**Task statement**
Render only the part of the records from the line containing "field. Return only the coordinates." through the end of the records as a numbered list, leaving out any blank lines.

-------- Stored data

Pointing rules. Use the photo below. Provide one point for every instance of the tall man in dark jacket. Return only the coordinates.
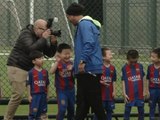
(87, 62)
(33, 37)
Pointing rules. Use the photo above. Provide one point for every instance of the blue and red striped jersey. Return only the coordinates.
(153, 75)
(109, 74)
(38, 81)
(133, 79)
(64, 79)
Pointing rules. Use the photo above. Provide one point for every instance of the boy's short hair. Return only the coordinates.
(63, 46)
(35, 54)
(103, 51)
(132, 54)
(157, 51)
(75, 9)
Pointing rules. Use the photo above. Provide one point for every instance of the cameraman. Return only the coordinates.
(33, 37)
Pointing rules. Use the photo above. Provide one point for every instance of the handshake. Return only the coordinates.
(49, 25)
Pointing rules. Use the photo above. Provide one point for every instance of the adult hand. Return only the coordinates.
(53, 39)
(104, 82)
(46, 34)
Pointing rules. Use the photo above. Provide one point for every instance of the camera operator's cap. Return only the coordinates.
(75, 9)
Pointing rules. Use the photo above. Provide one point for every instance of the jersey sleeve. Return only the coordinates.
(29, 78)
(143, 73)
(114, 75)
(47, 81)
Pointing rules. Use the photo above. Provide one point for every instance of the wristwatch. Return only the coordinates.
(82, 62)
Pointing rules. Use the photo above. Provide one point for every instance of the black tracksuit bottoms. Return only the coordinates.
(89, 95)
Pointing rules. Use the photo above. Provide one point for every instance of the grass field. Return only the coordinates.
(52, 110)
(118, 61)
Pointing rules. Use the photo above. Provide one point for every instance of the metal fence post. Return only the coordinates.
(124, 23)
(9, 24)
(153, 23)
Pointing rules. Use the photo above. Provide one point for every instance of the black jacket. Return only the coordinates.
(25, 44)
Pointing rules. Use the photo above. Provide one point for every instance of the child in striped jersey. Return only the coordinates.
(64, 82)
(38, 87)
(153, 82)
(132, 82)
(108, 83)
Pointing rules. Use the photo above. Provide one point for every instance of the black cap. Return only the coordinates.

----------------

**Written reply**
1. Pointing rules. Use the photo above. Provide one point for every instance of the grass field. Return only the coordinates.
2. (52, 110)
3. (118, 61)
4. Pointing rules. Use the photo above. Provide one point for every instance of the metal fence post. Return only the coordinates.
5. (124, 23)
6. (9, 24)
7. (153, 23)
8. Pointing rules. Use the photo above. Provide one point for every instance of the black jacket. Return only the coordinates.
9. (25, 44)
10. Pointing rules. Use the photo above. Provide one point for every instance of the child in striped jersey. Return only the coordinates.
11. (64, 82)
12. (38, 87)
13. (153, 82)
14. (132, 82)
15. (108, 83)
16. Pointing rules. Use the photo above. Provide one point for every instance of the black cap. Return only the coordinates.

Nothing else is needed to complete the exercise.